◆ **Reading passage**:
··········
Paragraphs (a) and (b)(3) of Item 16I

 

Based on the examination of our register of members as well as Schedule 13G beneficial ownership reports and the amendments thereto filed by our major shareholders, other than (i) Freshking Limited, (ii) Tencent Entities, and (iii) Xiamen Missfresh Equity Investment Partnership (Limited Partnership), no shareholder beneficially owned 5% or more of the total issued and outstanding ordinary shares of Missfresh Limited as of June 30, 2023. Additionally, except for Xiamen Missfresh Equity Investment Partnership (Limited Partnership), none of these shareholders was owned or controlled by any governmental entity of mainland China. Based on the review of the public filings:

 

·Freshking Limited owned 9.4% of the Company’s total issued and outstanding shares and held 58.0% of the Company’s aggregate voting power as of June 30, 2023. Freshking Limited is wholly owned and controlled by Mr. Zheng Xu, our founder, chairman of the board of directors and chief executive officer.

 

·Tencent Entities included Image Frame Investment (HK) Limited and Tencent Mobility Limited, which were subsidiaries of Tencent Holdings Limited, a company incorporated in the Cayman Islands and listed on the Stock Exchange of Hong Kong Limited (SEHK: 0700). Tencent Entities owned 7.6% of the Company’s total issued and outstanding shares and held 2.3% of the Company’s aggregate voting power as of June 30, 2023. Based on public filings, Tencent Entities were not owned or controlled by a governmental entity of mainland China.
··········
◆ **Given data**:
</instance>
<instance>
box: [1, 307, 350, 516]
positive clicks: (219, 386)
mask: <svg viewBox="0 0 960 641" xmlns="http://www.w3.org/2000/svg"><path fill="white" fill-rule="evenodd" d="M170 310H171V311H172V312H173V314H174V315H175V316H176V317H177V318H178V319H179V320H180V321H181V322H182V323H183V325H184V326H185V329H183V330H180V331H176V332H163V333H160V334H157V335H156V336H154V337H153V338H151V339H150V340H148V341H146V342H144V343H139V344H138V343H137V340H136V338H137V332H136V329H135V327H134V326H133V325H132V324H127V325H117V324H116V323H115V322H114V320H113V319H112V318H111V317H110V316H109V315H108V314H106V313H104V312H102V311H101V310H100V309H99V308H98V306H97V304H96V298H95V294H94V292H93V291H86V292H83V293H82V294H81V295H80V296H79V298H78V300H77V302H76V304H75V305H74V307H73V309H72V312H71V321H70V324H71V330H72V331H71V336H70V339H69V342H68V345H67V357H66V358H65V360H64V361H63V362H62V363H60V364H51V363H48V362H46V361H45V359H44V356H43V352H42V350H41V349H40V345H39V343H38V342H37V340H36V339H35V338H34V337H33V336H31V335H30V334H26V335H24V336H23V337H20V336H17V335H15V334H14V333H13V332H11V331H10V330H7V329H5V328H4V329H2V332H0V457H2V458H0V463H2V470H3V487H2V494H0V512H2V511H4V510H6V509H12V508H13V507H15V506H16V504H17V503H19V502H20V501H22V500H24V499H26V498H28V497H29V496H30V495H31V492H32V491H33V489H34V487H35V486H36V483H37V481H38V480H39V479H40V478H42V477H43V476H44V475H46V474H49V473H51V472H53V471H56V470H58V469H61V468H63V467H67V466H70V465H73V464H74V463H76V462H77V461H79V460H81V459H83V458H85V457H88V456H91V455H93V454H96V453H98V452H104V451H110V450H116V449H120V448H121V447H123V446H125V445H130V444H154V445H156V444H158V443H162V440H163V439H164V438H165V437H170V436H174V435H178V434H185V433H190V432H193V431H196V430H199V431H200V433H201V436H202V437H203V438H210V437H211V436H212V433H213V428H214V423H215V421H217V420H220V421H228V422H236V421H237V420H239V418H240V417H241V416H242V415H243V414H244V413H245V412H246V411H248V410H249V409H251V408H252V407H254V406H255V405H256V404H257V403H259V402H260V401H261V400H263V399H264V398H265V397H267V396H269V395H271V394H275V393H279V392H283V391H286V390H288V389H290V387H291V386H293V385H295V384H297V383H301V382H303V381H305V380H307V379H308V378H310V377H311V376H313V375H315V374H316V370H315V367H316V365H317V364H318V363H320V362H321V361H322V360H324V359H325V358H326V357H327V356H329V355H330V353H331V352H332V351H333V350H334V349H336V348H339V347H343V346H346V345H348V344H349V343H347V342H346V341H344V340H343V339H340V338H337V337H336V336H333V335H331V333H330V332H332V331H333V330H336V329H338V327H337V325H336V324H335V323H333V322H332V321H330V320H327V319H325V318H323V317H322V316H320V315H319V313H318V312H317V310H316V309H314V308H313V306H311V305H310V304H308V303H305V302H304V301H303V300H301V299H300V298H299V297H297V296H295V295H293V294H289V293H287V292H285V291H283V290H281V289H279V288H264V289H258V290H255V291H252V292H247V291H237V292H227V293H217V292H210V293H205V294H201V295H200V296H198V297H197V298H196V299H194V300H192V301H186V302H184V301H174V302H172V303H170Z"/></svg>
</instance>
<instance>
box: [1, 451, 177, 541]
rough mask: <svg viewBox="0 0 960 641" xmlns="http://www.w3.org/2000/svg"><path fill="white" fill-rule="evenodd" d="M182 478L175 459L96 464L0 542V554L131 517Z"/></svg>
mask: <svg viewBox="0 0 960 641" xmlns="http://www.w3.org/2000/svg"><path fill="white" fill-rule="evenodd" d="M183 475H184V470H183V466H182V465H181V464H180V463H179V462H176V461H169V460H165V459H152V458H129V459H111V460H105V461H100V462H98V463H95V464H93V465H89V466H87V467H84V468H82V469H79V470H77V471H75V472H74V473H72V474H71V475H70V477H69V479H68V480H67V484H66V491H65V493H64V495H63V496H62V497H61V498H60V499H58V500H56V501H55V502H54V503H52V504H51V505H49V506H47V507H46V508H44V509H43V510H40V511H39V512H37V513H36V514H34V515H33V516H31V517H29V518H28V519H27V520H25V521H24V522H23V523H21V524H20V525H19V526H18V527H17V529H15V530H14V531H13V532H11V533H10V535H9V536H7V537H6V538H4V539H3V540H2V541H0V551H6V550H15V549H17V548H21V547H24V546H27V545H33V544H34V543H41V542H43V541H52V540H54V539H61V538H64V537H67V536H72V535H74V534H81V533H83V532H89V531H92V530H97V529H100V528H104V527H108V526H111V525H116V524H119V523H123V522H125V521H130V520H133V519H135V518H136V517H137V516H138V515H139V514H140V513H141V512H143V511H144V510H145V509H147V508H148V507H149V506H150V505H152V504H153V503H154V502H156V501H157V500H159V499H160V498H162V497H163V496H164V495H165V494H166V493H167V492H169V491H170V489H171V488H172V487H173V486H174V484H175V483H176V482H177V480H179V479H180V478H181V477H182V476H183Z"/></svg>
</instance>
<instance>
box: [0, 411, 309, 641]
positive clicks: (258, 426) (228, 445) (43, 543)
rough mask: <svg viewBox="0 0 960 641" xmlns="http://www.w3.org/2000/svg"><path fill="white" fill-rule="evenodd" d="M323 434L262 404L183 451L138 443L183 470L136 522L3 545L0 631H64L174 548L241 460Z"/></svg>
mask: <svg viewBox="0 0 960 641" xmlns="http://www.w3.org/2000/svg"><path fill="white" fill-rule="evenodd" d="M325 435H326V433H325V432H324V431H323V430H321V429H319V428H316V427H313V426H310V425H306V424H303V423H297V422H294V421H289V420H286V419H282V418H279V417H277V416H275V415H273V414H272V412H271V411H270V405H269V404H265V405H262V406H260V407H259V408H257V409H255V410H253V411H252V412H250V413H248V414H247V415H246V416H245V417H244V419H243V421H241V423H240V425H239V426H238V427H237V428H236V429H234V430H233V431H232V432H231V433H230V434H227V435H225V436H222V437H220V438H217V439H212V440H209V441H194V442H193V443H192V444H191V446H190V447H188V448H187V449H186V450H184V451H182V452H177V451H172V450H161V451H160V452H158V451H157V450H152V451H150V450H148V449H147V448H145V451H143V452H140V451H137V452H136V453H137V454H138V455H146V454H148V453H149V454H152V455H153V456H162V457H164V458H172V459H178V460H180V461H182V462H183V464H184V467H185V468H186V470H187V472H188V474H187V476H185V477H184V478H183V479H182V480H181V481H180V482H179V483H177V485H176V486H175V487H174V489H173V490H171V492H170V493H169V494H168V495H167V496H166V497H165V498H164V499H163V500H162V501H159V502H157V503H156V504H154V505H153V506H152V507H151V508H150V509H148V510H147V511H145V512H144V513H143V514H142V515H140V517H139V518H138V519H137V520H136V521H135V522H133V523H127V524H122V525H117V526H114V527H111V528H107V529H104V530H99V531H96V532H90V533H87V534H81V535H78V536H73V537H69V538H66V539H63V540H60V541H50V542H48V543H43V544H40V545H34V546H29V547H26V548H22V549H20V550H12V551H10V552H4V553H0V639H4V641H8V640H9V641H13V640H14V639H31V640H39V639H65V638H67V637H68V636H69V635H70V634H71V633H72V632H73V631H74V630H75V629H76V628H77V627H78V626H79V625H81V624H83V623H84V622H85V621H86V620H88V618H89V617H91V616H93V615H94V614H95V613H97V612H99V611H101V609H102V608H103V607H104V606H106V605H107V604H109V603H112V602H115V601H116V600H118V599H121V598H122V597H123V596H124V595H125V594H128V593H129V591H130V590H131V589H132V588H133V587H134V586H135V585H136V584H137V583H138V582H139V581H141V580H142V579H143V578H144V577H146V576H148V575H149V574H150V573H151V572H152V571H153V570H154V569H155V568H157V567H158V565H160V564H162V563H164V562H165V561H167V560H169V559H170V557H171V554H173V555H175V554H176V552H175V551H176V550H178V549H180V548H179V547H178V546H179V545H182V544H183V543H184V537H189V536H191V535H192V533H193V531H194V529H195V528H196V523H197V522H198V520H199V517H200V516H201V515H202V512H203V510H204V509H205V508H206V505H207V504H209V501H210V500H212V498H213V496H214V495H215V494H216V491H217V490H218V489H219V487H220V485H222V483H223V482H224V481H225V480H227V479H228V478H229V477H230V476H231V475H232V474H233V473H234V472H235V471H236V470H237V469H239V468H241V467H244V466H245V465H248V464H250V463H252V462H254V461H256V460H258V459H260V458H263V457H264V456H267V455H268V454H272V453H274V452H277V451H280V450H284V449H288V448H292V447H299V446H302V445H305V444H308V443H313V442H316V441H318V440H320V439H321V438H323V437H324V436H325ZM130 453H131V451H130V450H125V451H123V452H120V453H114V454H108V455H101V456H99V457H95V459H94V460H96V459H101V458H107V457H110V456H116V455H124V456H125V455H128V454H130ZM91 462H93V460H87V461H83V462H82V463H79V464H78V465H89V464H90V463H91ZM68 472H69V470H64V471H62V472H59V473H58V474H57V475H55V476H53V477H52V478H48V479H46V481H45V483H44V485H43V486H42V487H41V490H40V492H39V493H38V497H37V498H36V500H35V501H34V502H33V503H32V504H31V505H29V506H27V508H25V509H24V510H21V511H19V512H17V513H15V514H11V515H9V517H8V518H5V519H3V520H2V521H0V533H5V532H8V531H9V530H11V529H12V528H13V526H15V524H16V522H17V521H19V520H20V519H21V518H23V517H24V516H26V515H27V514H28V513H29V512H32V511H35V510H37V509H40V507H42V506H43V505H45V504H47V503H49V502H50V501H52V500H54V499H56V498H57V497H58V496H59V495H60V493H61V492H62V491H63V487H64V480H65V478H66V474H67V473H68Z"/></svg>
··········
Continue the Missfresh shareholder disclosure from where it stops, writing the next part in the same style.

·Xiamen Missfresh Equity Investment Partnership (Limited Partnership) owned 7.5% of the Company’s total issued and outstanding shares and held 2.3% of the Company’s aggregate voting power as of June 30, 2023. Xiamen Missfresh Equity Investment Partnership (Limited Partnership) is incorporated in mainland China with Qingdao Conson Innovation Equity Investment and Management Co., Ltd. being its sole general partner. Qingdao Conson Innovation Equity Investment and Management Co., Ltd. is ultimately wholly owned by the State-owned Assets Supervision and Administration Commission of Qingdao Municipal Government.

 

In addition, to the best of our knowledge, certain portion of the equity interests in each of Suzhou Industrial Park Prosperity Fresh Enterprise, Qilu (Xiamen) Equity Investment Partnership (Limited Partnership), and CICC Gongying Qijiang (Shanghai) Science and Technology Equity Investment Fund Partnership (Limited Partnership), which were record holders of our ordinary shares as of June 30, 2023, was held by certain governmental entities of mainland China.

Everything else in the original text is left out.